Print the listing below word for word, but drop any pictures it contains.
[Start of Attachment]
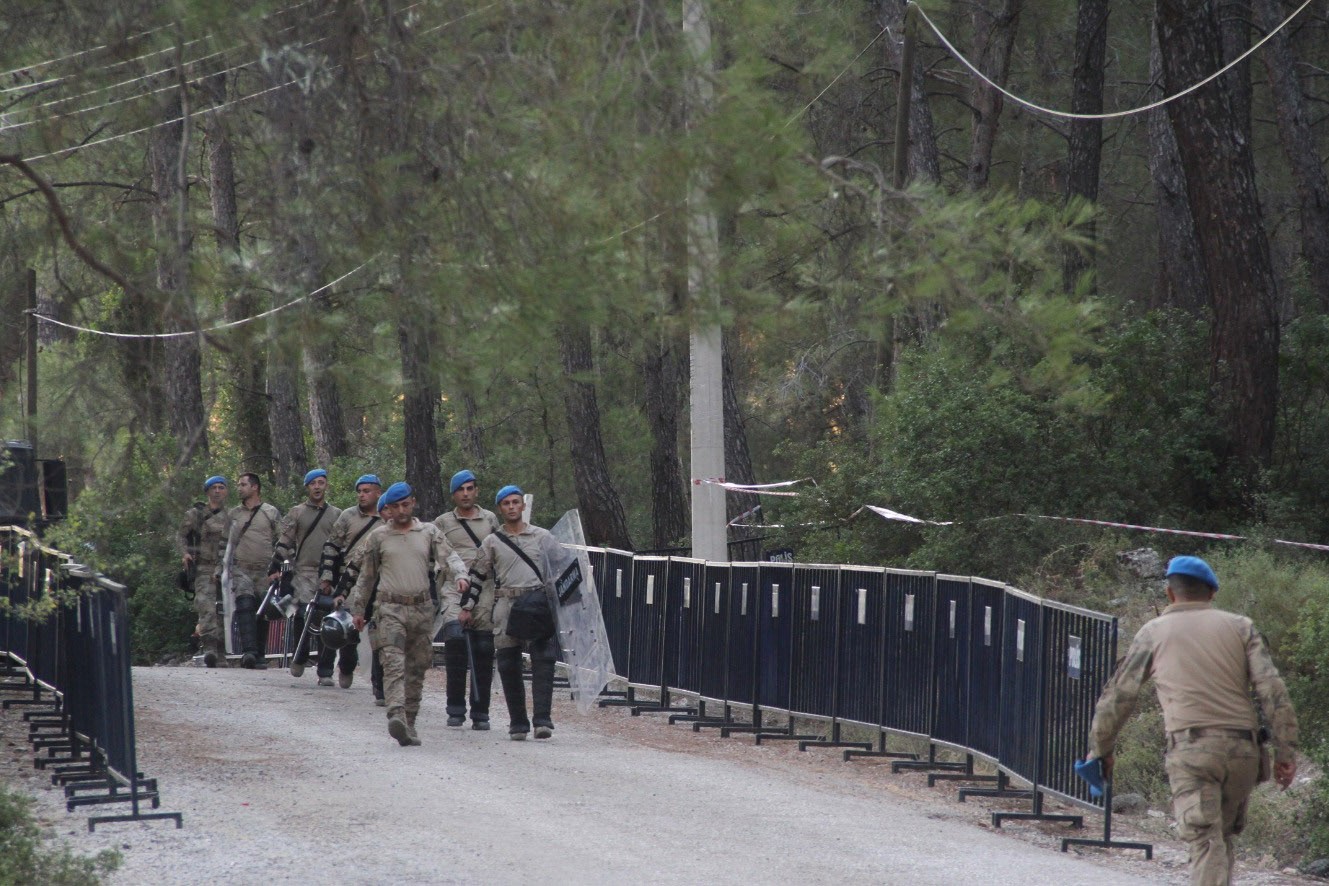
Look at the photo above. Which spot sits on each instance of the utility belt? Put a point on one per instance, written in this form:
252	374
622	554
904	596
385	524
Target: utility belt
500	593
1210	732
403	599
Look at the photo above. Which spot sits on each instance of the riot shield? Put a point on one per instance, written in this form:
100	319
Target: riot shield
581	630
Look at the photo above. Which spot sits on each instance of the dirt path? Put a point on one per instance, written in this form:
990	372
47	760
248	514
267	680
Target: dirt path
283	781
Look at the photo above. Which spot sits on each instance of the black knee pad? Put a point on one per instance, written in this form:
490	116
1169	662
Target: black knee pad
544	650
509	660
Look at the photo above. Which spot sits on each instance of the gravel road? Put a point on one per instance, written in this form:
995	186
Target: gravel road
283	781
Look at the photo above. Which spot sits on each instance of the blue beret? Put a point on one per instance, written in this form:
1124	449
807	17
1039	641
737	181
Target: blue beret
459	478
1194	567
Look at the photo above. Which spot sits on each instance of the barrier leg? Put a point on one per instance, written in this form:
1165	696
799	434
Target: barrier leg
835	740
880	751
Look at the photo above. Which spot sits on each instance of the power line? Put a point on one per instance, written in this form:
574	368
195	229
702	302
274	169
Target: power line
214	328
1113	114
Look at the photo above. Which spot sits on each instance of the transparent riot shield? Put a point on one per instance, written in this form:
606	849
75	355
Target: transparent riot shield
581	630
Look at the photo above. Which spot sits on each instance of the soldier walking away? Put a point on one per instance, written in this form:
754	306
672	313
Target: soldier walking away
201	539
301	538
249	549
1204	663
344	541
513	557
398	571
468	630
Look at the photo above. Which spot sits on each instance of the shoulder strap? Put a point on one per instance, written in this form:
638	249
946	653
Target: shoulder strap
465	525
507	541
301	546
368	525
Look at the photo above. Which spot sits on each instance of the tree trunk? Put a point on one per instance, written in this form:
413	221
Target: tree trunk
1182	282
246	371
924	158
994	35
168	146
601	509
1226	206
290	460
421	393
1086	136
1299	144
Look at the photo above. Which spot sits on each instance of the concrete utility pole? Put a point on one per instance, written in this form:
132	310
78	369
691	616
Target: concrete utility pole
31	328
703	247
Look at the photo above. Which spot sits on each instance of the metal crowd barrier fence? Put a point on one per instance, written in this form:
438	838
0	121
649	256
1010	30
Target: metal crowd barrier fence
71	666
964	663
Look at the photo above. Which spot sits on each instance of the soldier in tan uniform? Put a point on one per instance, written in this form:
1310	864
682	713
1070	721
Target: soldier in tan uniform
514	574
201	538
301	542
1204	663
400	561
465	526
249	549
344	539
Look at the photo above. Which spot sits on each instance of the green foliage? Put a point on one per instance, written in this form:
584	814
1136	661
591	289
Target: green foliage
25	858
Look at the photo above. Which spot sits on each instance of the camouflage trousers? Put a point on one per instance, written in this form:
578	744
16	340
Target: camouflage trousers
403	639
1212	777
210	634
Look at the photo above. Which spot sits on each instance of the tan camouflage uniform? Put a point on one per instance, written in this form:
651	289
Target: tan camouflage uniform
1204	663
251	550
483	609
511	574
202	534
301	541
398	563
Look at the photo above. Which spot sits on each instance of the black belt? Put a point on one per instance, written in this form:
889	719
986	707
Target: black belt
1210	732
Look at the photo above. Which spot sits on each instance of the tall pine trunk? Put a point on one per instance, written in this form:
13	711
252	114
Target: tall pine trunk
1226	207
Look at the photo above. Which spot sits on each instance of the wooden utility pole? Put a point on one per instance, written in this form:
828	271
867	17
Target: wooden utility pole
31	412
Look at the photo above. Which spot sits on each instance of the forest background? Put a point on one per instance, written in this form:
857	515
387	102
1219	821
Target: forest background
407	238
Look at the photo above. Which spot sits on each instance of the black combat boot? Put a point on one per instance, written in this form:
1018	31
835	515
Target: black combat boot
483	659
514	692
247	628
455	659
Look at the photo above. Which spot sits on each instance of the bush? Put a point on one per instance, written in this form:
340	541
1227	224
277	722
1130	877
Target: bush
24	858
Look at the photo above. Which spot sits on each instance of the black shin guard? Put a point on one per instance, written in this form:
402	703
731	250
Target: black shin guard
483	655
513	688
455	660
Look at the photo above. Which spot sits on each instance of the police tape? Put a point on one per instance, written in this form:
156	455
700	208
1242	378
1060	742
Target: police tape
885	513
[End of Attachment]
■ Exercise output
Look at the photo above. Which spot sits on each instance of the utility belt? Put a point on one per instance, written in this form:
252	374
622	554
904	596
385	524
Target: utility belt
500	593
1210	732
403	599
Look at the photo above. Which spot sits on each instance of the riot shield? Put a point on one per instance, written in this form:
100	319
Target: riot shield
581	630
Look at the photo above. Which spot sits on each instance of the dirt path? Put a point on one per instance, written in this form:
990	372
47	760
248	514
267	680
Target: dirt path
283	781
Look at the photo above. Which spot sits on each instance of the black knee pad? Put a point on one per instance, written in this form:
490	116
1169	662
Target: black knee pad
544	650
509	660
Look at the photo above. Which spot sits on each instance of the gravel road? Put a point on one per instance, written in this form:
995	186
Target: gravel road
283	781
Look at the photo above. Which spot sits on each instance of the blue beret? Put a point on one per instance, written in this form:
1124	449
807	17
1039	641
737	181
Target: blue beret
459	478
1194	567
Look at the photo above. Which spot sits on each instance of the barrier leg? Put a point on one per instance, written in this form:
1165	696
799	434
Target: barrier leg
835	740
880	751
Look at the photo above. Which spot sits on each instance of the power line? Put a point on one per instance, written in this form:
574	368
195	229
702	302
274	169
Target: power line
214	328
1113	114
Look at the photo above. Which spot sits on each instance of the transparent riot shield? Put a point on one per instance, written in this form:
606	849
75	355
Target: transparent riot shield
581	630
Look at the photo above. Which spot sits on each instance of the soldier walking away? Put a point on one per instance, written in this form:
754	306
672	313
Target: soldier walking away
201	539
301	538
249	549
1204	663
344	541
513	557
398	571
468	630
Look at the photo above. Which spot sits on each instance of the shoulder strap? Put a point on one per instance, written in this form:
638	249
946	653
Target: shoulder strap
465	525
507	541
301	546
368	525
Look at the photo above. Which spot sits on each instance of the tree trunk? Put a point on one per instance, written in this form:
413	221
Target: tree trunk
1182	282
246	371
924	158
994	35
168	146
601	509
1226	206
290	460
421	393
1086	136
1299	144
Look at the photo above. Which spot sits on each instance of the concrete utility pole? Put a point on one per instance, written in this form:
132	310
78	369
691	616
Target: concrete utility pole
31	328
703	247
Look at the photo above. Which spot sits on each instance of the metal crowd barrier fence? Put a point on one per instance, written in this form:
438	838
0	121
649	256
1010	30
Target: metal crowd barrier fence
71	666
964	663
Look at the photo above. Which spot sits on each instance of the soldier in tan uniform? Put a point on one per instance, written in this form:
1310	864
682	713
1070	721
Target: soldier in tan uniform
514	574
201	538
301	542
1204	663
400	561
465	526
249	549
344	539
Look at the photo above. Which spot sits on each instance of the green foliage? Put a point on one per instance, written in this form:
584	814
1136	661
591	289
Target: green foliage
25	858
Look at the photo above. Which spot sits on each instance of the camouflage trousers? Put a point on one per instance, written in this form:
578	744
16	340
Target: camouflage trousers
403	639
1212	777
210	634
Look at the photo above. Which spot sits on each instance of the tan camouflage uniform? Put a point on one per instance, written in this form:
651	289
Target: tan camouflage uniform
1204	663
251	550
483	609
511	574
202	534
301	541
398	563
Look at the photo above. Which spot sits on each instance of the black belt? Put a point on one per instance, written in this form:
889	719
986	707
Target: black belt
1210	732
Look at the photo above. Which spot sits on each instance of the tall pine trunk? Put a point on one per instance, written in this form:
13	711
252	114
Target: tall pine trunk
1226	207
Look at the photo above. Which spot sits on each instance of the wooden utility pole? Put a point on one per instance, written in this form:
828	271
867	17
Target: wooden utility pole
31	412
Look at the photo above. Which spot sits on each instance of the forest background? Put a point on one per instance, written in this form:
857	515
387	102
1219	821
Target: forest background
407	238
Look at the photo above. Which spot sits on each instance of the black combat boot? Put a point on one per instance, written in this form:
1018	31
835	515
Target: black combat boot
483	659
514	692
247	628
455	659
Look at the photo above. Which spot sits on each instance of the bush? Put a point on one per instance, written in this form:
340	541
1227	224
277	722
1130	877
Target: bush
24	858
Look at the photo above. Which spot sits on each instance of the black shin guard? Put a point on one per instance, written in this form:
402	703
731	250
Target: black shin guard
483	655
513	688
455	660
Look at the photo above. Which spot sits on each instance of the police tape? Put a point on one per instance, written in this form:
156	455
700	208
1242	378
1060	742
Target: police tape
885	513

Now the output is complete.